- **Directions**
All the data should come back exactly as it was given.

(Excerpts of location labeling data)
********

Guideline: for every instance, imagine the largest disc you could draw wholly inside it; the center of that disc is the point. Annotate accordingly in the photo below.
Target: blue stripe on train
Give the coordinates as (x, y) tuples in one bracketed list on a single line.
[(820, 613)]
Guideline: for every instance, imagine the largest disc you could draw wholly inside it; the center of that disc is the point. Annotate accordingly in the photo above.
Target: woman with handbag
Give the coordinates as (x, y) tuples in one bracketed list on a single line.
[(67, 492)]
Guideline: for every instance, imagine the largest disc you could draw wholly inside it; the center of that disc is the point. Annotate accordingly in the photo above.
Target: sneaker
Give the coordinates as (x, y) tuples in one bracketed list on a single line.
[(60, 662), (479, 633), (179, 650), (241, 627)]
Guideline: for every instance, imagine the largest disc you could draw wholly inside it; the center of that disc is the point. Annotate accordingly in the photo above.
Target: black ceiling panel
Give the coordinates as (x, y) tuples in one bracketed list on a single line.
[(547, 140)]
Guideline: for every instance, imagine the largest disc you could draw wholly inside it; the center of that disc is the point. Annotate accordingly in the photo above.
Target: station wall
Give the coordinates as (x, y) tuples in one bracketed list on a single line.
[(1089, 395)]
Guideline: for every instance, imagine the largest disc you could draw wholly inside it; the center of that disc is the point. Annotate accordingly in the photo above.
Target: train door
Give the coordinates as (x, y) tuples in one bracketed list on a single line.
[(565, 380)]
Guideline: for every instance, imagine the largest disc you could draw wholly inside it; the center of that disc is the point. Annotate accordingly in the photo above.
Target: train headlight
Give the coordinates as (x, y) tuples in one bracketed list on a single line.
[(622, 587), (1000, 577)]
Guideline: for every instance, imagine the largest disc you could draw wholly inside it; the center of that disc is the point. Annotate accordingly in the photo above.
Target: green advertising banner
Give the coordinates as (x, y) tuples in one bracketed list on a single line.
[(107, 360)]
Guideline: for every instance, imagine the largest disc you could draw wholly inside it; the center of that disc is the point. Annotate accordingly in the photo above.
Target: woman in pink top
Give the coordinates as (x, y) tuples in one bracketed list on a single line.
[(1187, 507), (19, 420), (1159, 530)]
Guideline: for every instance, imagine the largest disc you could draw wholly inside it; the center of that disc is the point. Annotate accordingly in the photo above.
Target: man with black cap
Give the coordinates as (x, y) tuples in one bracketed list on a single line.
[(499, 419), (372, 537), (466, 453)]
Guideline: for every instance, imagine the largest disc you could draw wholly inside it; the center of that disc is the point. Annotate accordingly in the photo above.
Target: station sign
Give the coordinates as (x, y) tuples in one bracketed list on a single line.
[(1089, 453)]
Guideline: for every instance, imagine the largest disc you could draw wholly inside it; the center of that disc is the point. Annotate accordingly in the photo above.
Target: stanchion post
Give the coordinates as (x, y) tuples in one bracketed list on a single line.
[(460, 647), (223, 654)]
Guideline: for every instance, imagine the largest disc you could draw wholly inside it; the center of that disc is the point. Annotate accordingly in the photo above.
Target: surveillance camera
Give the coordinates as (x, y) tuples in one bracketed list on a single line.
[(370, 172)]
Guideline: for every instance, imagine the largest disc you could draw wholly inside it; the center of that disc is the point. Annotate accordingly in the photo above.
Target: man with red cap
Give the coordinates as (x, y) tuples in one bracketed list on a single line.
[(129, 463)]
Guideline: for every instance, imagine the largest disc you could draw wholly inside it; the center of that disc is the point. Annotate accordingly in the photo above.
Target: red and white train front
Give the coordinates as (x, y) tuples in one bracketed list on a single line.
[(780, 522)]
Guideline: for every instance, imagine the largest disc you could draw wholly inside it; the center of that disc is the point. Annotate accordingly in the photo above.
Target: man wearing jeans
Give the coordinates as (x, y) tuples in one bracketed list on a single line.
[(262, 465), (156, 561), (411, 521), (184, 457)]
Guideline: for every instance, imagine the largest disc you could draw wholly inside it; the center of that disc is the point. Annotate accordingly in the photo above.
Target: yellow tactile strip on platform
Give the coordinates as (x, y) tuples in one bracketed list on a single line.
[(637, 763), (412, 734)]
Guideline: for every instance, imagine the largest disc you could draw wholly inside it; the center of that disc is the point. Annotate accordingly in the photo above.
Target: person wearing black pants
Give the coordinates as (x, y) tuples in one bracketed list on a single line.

********

- **Task output**
Guideline: for every instance, imagine the largest disc you could draw wholly inside it; the center of that disc is the point. Annotate accordingly in the photo below.
Target: blue stripe on train
Give the coordinates as (x, y) tuples in one bracketed list on a single line.
[(820, 613)]
Guideline: for every instance, imagine the largest disc you could draw wholly inside it; the center of that disc is the point. Annotate accordingly in the photo above.
Target: woman with handbag
Give the coordinates as (x, y) tuples in one bracketed list on a single line.
[(67, 492)]
Guideline: for every instance, imagine the largest disc you could draw wholly inside it; the center of that disc is the point. Annotate accordingly in the photo above.
Target: sneaker
Give the coordinates as (x, y) tuples in one bracketed list on a single line.
[(60, 662), (479, 633), (179, 650), (241, 627)]
Guideline: for every instance, imagine the largest disc you could draw wholly inside it; the center of that disc is the point. Annotate accordingly in the photo above.
Target: black ceiling panel
Give the coordinates as (x, y) tuples in one bracketed list on a single line.
[(547, 140)]
Guideline: for every instance, imagine the largest disc you could draw wholly inside it; the center of that disc is the point. Annotate accordingly in the photo above.
Target: station wall
Give the coordinates as (x, y) tuples in one bracketed list on a single line.
[(1089, 395)]
Guideline: for every instance, imagine the largest disc you could draw wholly inside it; the center of that disc is the point. Annotate accordingly in the photo above.
Target: train door
Give the coordinates as (x, y) tuples in one bracketed list on a single line.
[(565, 380)]
Guideline: for every instance, imagine the largest disc you could draw wholly inside it; the center of that disc is the point. Annotate accordingly in the photo above.
Target: train headlight
Give the coordinates as (x, y) tuples in one bracketed list on a single line.
[(622, 587), (1000, 577)]
Guideline: for every instance, imagine the largest disc you could draw wholly inside it; the center of that disc is the point. Annotate accordingly in the photo above.
Target: green advertising banner
Give the coordinates as (x, y) tuples in one bracketed list on a single line.
[(107, 360)]
Guideline: for every instance, imagine the largest disc you could draw wholly inside it; the center of that disc is the point. Annotate accordingly in the photo above.
Target: woman in pink top
Give the coordinates as (x, y) tuples in one bracketed list on a single line.
[(1187, 507), (19, 420), (1159, 530)]
Guideline: for every instance, imagine the largest disc you could draw wholly inside it; the center of that disc is the point. Annotate accordingly in the photo above.
Target: man with black cap
Give the coordinates as (x, y) tuples in one bracketed list on a single line.
[(499, 419), (372, 537), (466, 453)]
Guideline: for every instance, imagine the largest disc you could draw wholly inside it; the center of that disc is the point. Annotate accordingly in the photo above.
Target: station sign
Give the coordinates as (x, y) tuples in one bracketed list on a single line.
[(1089, 453)]
Guideline: for every instance, imagine the largest disc you could draw wholly inside it; the center of that disc is the point. Annotate accordingly in the photo above.
Target: stanchion post
Give the coordinates as (x, y) tuples in one bracketed list on a single line.
[(460, 647), (223, 654)]
Guideline: for every instance, imagine the largest disc you could draw wholly inside it; the center of that disc is the point. Annotate accordingly in the photo above.
Target: surveillance camera
Give the coordinates as (x, y) tuples in one bracketed list on a single line.
[(370, 172)]
Guideline: for every instance, imagine the largest disc you could draw wholly inside it; the center of that disc is the point. Annotate accordingly in the photo above.
Target: man with red cap
Give the coordinates as (x, y) tuples in one bracketed list on a single line.
[(129, 463)]
Guideline: for every instance, imagine the largest disc you could draw wholly inside it; the center of that disc is the point. Annotate accordingly in the photo above.
Target: red and white train front
Give the coordinates as (x, y) tuples in one bracketed list on a single line.
[(780, 522)]
Guideline: for every instance, imagine the largest disc you could draw wholly inside it; the center of that disc is the point. Annotate accordingly in the photo above.
Target: man wearing jeans
Give the coordinates as (x, y) tuples in one bracketed list on a single line.
[(262, 465), (156, 561), (411, 521), (184, 457)]
Guideline: for every instance, imagine the largest disc you could draw wholly inside it; the center of that disc is the point. Annotate accordingly in the photo above.
Target: yellow tactile strip on platform
Give the coordinates as (x, y) tuples in one bracketed list on a single line.
[(637, 763), (412, 734)]
Guideline: for every instance, imagine the largest disc you could draw wholly inside it; the center of that disc is the point. Annotate accordingly in the photo above.
Target: person wearing black pants
Give the coordinates as (x, y) tuples in one bracketed list on a single line.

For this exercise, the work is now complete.